• Task instructions:
Pull out each line in the rows below that contains the string "yellow". The match is case-sensitive.

Records
________________________________________

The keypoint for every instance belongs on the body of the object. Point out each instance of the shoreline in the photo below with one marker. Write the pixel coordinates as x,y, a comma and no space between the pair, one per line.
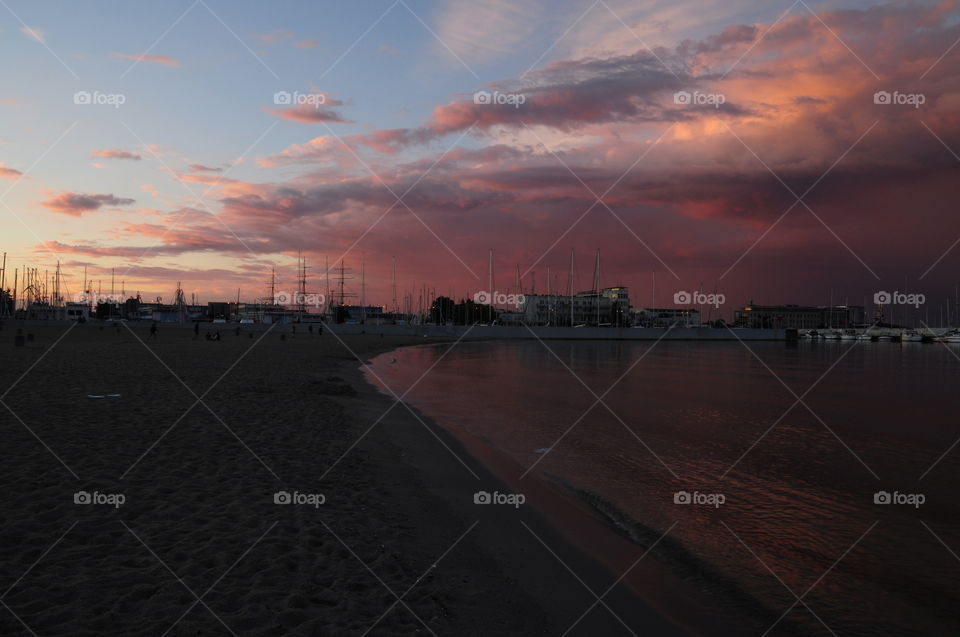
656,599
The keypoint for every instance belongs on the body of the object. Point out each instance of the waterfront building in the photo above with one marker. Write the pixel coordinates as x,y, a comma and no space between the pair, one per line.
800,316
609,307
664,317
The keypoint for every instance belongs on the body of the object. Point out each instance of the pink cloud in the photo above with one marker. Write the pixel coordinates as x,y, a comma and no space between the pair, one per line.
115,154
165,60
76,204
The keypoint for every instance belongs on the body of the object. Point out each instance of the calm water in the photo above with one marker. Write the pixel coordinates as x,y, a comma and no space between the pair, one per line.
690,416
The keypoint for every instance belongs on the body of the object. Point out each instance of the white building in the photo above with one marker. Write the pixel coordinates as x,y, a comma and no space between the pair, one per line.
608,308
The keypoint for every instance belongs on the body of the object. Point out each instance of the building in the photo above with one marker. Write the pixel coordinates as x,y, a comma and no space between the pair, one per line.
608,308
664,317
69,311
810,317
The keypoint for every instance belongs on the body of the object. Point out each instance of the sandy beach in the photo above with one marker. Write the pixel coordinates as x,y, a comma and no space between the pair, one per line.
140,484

________________________________________

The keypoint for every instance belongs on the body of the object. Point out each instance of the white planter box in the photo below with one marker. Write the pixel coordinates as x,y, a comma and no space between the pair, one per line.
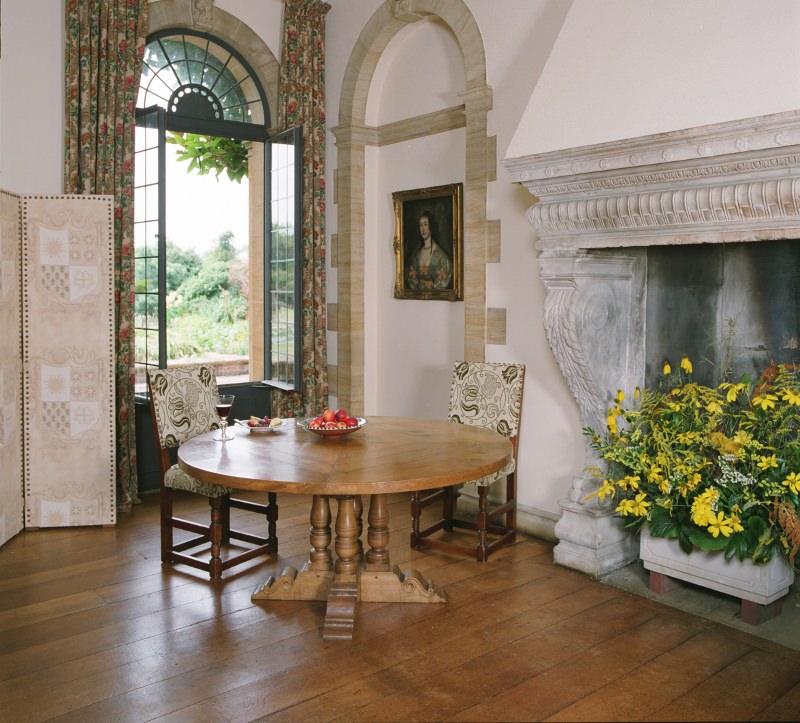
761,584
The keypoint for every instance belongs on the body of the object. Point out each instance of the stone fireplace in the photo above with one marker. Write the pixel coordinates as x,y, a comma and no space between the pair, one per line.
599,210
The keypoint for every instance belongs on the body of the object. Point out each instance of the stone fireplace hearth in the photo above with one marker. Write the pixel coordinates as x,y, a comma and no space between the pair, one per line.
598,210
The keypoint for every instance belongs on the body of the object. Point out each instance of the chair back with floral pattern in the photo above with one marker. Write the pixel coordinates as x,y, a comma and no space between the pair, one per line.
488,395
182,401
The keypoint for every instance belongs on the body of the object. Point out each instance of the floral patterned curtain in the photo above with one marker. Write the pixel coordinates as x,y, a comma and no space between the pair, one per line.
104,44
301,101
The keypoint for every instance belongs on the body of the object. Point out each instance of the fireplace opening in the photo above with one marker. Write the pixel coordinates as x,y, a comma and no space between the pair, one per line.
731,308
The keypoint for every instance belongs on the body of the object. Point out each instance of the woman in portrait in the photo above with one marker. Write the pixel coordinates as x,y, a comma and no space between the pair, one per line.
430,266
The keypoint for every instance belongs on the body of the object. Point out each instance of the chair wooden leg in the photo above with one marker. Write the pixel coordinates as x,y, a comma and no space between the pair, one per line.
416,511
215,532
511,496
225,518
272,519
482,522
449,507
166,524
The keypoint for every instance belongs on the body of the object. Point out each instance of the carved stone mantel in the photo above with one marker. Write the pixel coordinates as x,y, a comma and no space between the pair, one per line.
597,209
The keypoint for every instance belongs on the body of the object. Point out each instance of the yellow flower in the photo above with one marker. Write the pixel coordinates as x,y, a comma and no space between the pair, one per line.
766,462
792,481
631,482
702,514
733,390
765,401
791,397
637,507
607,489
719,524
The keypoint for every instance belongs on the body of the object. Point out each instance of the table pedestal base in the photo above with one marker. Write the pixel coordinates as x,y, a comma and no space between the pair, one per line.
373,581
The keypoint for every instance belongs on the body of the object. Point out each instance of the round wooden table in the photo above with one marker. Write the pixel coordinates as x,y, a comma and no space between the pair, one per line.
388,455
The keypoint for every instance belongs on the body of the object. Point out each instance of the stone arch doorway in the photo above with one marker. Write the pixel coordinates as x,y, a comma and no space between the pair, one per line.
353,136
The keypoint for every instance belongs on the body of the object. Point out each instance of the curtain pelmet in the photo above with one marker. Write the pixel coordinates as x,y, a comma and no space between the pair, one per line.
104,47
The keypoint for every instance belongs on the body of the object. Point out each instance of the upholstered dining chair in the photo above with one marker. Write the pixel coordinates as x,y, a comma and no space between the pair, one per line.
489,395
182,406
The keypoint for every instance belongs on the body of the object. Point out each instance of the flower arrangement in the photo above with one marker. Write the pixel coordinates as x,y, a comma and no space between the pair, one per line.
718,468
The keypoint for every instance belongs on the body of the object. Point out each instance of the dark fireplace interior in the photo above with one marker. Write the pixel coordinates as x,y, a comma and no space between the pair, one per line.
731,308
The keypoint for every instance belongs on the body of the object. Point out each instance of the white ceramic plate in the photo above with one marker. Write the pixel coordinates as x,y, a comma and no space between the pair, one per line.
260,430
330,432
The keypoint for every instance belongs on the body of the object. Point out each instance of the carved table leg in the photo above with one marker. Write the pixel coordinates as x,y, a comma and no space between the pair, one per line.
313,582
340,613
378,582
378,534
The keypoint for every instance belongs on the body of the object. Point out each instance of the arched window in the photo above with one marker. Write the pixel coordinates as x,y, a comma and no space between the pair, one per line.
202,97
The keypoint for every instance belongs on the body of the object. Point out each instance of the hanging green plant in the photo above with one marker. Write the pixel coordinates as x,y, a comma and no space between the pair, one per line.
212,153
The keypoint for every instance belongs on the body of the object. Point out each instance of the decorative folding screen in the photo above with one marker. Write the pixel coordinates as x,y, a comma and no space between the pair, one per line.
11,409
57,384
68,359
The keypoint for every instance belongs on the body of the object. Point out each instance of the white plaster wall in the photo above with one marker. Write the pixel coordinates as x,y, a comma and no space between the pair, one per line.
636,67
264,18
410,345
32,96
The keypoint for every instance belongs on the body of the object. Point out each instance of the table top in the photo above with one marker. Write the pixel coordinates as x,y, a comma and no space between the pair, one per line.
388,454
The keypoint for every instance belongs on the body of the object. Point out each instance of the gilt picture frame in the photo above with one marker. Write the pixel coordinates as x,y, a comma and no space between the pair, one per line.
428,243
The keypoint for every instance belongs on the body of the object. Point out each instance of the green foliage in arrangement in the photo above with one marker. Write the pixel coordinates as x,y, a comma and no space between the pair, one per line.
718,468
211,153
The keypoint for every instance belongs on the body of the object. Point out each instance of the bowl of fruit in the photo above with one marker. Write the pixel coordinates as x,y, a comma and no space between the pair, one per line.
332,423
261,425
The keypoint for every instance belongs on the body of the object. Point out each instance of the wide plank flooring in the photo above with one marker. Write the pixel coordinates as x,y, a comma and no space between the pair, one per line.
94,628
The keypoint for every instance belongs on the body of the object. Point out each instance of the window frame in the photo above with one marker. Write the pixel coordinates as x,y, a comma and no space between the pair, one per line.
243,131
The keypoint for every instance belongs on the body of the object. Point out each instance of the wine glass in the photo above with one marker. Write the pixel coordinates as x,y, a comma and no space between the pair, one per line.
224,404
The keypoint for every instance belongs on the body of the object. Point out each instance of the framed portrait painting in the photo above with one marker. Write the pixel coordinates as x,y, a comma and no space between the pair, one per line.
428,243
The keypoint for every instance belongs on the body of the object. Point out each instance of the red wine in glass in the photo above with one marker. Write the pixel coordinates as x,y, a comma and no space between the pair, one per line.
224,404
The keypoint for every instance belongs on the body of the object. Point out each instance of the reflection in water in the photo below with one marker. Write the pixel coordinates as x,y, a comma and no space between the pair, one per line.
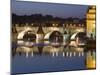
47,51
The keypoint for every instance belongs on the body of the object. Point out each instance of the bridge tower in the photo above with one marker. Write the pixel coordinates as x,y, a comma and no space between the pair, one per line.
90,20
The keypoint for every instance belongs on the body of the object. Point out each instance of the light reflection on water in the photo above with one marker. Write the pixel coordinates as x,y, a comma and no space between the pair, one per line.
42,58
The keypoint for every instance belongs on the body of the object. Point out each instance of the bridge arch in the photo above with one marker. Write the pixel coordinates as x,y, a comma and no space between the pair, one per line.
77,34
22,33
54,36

________________________________________

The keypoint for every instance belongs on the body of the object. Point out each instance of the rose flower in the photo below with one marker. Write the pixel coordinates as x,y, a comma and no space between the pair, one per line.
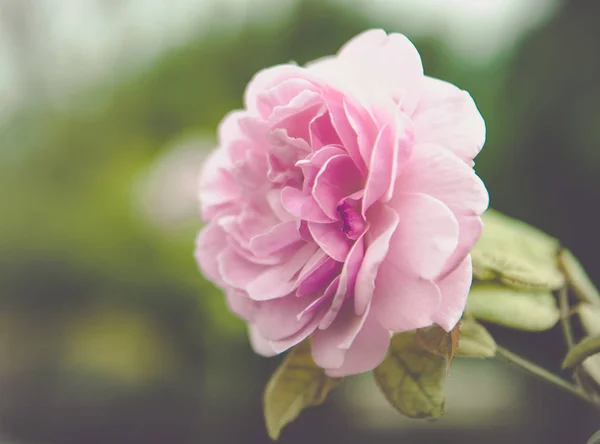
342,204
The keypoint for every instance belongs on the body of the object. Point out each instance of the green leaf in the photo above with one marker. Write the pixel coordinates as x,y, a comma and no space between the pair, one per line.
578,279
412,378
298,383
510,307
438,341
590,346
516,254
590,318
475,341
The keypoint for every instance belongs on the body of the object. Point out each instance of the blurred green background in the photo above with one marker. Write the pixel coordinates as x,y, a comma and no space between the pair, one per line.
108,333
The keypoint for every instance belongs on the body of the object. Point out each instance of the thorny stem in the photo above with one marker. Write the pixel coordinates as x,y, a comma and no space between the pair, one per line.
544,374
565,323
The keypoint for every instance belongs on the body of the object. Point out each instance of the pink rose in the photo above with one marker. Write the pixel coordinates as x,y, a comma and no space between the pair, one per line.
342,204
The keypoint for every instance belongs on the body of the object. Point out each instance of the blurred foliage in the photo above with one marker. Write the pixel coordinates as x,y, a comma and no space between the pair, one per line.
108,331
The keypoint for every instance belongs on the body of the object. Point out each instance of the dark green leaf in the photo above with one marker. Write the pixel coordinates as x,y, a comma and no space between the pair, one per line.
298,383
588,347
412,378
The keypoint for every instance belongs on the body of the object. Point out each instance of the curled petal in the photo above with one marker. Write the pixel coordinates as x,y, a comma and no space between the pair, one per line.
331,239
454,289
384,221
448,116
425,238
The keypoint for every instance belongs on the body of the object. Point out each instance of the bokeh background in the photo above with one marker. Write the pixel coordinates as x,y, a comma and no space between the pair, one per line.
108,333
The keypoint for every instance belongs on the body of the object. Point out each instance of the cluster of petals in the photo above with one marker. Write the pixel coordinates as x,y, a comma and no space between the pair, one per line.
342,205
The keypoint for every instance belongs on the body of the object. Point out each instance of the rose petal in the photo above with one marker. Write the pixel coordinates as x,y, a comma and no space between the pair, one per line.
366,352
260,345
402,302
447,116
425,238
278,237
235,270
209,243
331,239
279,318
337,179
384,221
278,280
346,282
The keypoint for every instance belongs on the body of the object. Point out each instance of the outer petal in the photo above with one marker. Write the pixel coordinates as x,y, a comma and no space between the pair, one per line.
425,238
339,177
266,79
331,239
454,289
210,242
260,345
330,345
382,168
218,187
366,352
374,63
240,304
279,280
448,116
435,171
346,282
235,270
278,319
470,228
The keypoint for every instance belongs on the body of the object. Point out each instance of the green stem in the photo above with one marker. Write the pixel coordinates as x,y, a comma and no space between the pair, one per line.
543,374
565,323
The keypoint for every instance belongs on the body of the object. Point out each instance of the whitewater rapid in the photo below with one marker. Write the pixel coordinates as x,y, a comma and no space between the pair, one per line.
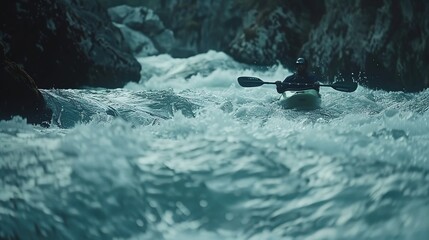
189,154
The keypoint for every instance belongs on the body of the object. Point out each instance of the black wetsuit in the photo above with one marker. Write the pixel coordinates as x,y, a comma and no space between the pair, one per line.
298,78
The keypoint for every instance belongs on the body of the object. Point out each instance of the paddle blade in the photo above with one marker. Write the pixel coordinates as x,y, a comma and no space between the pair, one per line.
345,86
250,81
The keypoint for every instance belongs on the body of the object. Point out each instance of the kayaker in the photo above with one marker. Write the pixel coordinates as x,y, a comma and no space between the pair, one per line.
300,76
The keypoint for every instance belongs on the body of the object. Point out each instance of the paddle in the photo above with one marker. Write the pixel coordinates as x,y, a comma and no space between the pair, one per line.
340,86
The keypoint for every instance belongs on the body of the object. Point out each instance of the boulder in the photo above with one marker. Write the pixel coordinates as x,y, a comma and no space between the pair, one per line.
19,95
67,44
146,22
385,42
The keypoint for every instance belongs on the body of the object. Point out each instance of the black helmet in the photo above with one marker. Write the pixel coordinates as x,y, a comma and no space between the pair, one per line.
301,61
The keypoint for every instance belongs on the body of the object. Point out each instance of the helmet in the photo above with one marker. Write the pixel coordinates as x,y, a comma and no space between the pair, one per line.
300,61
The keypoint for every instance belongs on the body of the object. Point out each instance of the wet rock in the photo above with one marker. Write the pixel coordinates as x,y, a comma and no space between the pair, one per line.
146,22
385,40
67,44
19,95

________________________________________

• Complete response:
The keypoint for every instance belongs on the body of the object. Point out each instance of the yellow flower in the photo above with one marker. Write the pixel coordinates as x,y, a comma and no space between the pair, one per line.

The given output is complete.